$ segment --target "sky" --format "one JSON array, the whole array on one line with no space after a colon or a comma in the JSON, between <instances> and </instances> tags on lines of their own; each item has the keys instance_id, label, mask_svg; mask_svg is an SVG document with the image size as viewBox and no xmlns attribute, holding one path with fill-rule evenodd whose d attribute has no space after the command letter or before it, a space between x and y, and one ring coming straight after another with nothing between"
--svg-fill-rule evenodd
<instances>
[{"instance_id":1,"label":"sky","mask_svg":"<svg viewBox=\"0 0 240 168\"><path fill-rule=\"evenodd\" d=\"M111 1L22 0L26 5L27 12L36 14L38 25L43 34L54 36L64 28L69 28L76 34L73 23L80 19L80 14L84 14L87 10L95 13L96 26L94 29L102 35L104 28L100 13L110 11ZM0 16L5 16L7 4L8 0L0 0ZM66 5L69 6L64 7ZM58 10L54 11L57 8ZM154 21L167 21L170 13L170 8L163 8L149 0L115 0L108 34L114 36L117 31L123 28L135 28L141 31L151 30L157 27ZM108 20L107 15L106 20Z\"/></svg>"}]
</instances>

- _EXERCISE REQUIREMENTS_: Output every line of the entries above again, character for character, with no changes.

- _TASK OUTPUT_:
$ segment --target "sky" --format "one JSON array, the whole array on one line with no space after a colon or a comma in the JSON, between <instances> and </instances> tags on lines of their own; each item has the keys instance_id, label, mask_svg; mask_svg is an SVG document with the image size as viewBox and no xmlns attribute, holding one path with fill-rule evenodd whose d attribute has no space after the command letter or before it, a space between x and y, and one ring coming straight after another with nothing between"
--svg-fill-rule evenodd
<instances>
[{"instance_id":1,"label":"sky","mask_svg":"<svg viewBox=\"0 0 240 168\"><path fill-rule=\"evenodd\" d=\"M111 1L22 0L26 5L27 12L36 14L38 25L43 34L54 36L64 28L69 28L76 34L73 23L80 19L80 14L84 14L87 10L95 13L96 26L94 29L102 35L104 28L100 13L110 11ZM0 16L5 16L7 4L8 0L0 0ZM66 5L69 6L64 7ZM58 10L54 11L57 8ZM154 21L167 21L170 13L170 8L163 8L149 0L115 0L108 34L114 36L117 31L123 28L135 28L141 31L151 30L157 27ZM108 20L107 15L106 20Z\"/></svg>"}]
</instances>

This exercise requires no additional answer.